Please reproduce the entries below exactly as they stand, but leave the pictures out.
=== Dataset extract ===
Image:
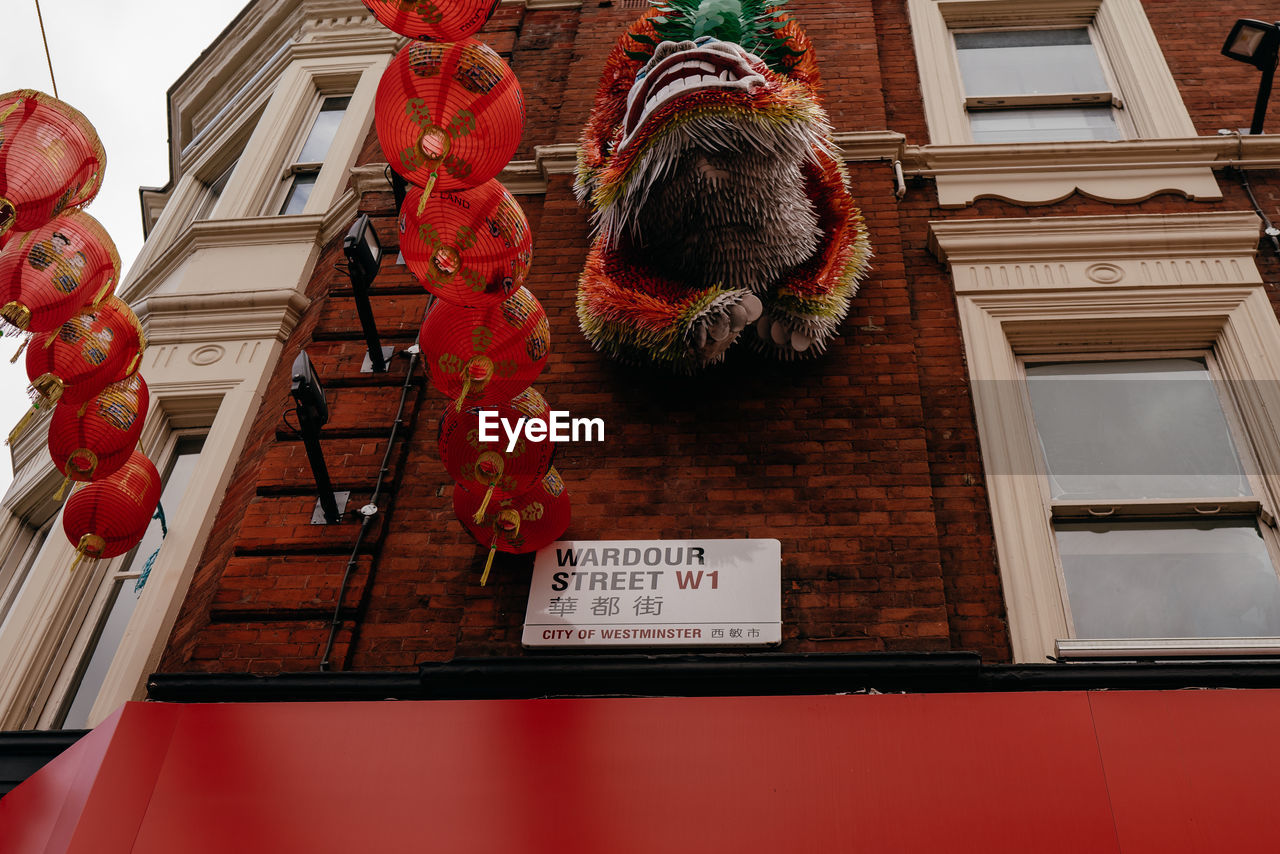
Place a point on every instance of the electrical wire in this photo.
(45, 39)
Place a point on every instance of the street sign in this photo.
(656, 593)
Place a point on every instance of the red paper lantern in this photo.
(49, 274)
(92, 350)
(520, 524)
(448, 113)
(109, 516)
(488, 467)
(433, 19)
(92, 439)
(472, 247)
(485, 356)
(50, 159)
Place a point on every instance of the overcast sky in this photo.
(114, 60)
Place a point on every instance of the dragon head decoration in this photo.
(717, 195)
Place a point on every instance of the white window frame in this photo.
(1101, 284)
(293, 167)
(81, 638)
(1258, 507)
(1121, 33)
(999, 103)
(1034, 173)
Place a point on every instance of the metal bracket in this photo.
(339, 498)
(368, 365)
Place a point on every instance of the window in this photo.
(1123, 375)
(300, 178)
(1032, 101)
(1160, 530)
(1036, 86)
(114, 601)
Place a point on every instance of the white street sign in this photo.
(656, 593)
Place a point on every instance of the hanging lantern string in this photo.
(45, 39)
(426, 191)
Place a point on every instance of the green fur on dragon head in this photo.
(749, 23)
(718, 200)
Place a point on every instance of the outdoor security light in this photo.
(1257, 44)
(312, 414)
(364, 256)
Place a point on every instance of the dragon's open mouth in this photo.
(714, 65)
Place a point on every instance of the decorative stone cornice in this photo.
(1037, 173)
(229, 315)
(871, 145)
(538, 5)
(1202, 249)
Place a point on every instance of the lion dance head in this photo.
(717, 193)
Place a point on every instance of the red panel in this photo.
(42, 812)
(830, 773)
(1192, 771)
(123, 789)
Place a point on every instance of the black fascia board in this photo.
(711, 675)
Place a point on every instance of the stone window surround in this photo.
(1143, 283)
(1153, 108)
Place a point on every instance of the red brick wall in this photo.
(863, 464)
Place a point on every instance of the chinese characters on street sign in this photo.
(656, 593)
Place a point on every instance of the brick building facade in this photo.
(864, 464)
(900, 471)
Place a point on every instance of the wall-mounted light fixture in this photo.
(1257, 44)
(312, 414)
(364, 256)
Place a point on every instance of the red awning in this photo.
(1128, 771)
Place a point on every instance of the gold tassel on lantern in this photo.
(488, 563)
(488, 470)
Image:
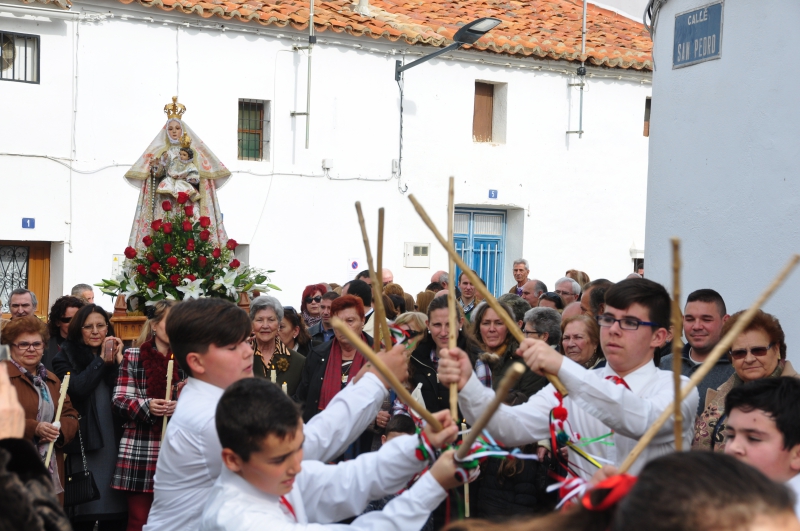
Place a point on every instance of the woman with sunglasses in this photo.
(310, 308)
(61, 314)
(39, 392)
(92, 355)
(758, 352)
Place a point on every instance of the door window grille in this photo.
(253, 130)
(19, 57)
===
(Response)
Image:
Place a point on every instance of the electrical wire in this photo.
(45, 39)
Place a point on every instance of the street sign in this photo.
(656, 593)
Place a point on every instance of the red paper lantern in this photo.
(49, 274)
(92, 350)
(520, 524)
(448, 113)
(109, 516)
(488, 467)
(433, 19)
(92, 439)
(472, 247)
(485, 356)
(50, 159)
Place a point on every instance of the overcast sky in this photo.
(114, 60)
Place a point on every instance of the dragon head decoration in this photo.
(717, 195)
Place a point on every instance of the white window frame in this photo.
(1101, 284)
(293, 167)
(81, 638)
(1258, 507)
(1121, 33)
(999, 103)
(1034, 173)
Place a point on every instance of the metal bracket in this photo.
(339, 498)
(368, 365)
Place a point on every instance of the window in this photo.
(1123, 375)
(300, 178)
(1032, 101)
(1160, 530)
(1036, 86)
(114, 601)
Place a point on every instance of the white street sign in this photo.
(656, 593)
Place a point on every instance of the hanging lantern string in this photo.
(45, 39)
(426, 191)
Place a point on every instance of the green fur on dragon head in this photo.
(749, 23)
(718, 200)
Place a point on every instance of the outdoor security light in this photo.
(1257, 44)
(312, 414)
(364, 256)
Place a point on every instance of the dragon's open mouth in this photo.
(714, 65)
Place a point on every instance of the decorative stone cornice in this photo.
(1037, 173)
(229, 315)
(871, 145)
(538, 5)
(1202, 249)
Place a point on every instance of the lion dance head in this photo.
(717, 193)
Place a point on every instance of the red panel in this photo.
(42, 812)
(830, 773)
(1192, 771)
(123, 789)
Place a point on every instance of the black fascia board in this photo.
(711, 675)
Place a point on every instance of the stone window surround in this photo.
(1143, 283)
(1153, 108)
Place a point on every instance of the red brick wall in this photo.
(863, 464)
Place a point on every instance of the chinese characters on street sign in this photo.
(656, 593)
Place a point on every instance of the brick building facade in this photo.
(864, 464)
(900, 471)
Place a point on every instance of the wall-mounted light fixture in this photo.
(1257, 44)
(312, 414)
(364, 256)
Place a point on every instance of the red awning in this photo.
(1128, 771)
Place a point on every instance of the gold tassel on lantern in this photo.
(488, 563)
(488, 470)
Image:
Place a point on every instance of the woman with sunglasses in this photo.
(310, 308)
(61, 314)
(39, 392)
(92, 355)
(758, 352)
Place a point on every instance of the door window grille in this photo.
(253, 130)
(19, 57)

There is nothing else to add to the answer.